BRIEF> Please copy the rows below word for word, starting at the line that contains "the flower cluster." and ending at the line that contains "51 26 90 57", with both of those lines included.

Items from a data source
***

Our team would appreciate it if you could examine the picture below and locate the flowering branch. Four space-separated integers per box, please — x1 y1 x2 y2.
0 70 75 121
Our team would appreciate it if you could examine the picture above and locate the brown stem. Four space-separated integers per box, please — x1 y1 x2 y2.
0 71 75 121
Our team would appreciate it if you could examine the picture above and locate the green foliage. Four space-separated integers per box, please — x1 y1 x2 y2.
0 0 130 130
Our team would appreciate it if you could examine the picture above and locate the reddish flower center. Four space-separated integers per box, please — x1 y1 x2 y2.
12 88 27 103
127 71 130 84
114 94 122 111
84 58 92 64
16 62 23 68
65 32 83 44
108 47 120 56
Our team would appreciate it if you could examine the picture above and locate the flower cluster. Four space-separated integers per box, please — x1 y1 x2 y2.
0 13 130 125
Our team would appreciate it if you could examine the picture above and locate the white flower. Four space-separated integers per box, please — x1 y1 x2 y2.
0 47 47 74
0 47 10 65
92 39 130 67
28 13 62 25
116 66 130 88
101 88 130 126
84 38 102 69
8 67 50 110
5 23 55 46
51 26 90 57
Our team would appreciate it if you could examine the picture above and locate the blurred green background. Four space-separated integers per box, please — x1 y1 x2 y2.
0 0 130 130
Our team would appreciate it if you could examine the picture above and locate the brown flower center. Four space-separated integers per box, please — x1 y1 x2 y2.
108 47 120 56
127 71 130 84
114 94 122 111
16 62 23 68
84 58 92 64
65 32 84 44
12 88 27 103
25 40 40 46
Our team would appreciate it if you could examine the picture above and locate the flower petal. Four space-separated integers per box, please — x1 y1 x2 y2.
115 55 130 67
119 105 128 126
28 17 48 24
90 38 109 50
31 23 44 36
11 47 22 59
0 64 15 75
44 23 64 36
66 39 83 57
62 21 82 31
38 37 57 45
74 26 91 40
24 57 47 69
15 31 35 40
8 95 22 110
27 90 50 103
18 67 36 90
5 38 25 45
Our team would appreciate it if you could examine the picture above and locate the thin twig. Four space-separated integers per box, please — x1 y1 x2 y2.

***

WRITTEN ANSWER>
Our team would appreciate it if you could examine the picture above and locate the flower cluster. Four space-separated integers per box, please — x1 y1 x2 y2.
0 13 130 125
Our team would appreciate it if you could examine the picture above and locate the white flower. Four space-separated integers per box, please — x1 y1 x2 y2.
0 47 47 74
0 47 10 65
92 39 130 67
28 13 62 25
116 66 130 88
101 88 130 126
84 38 102 69
8 67 50 110
5 23 55 46
51 26 90 57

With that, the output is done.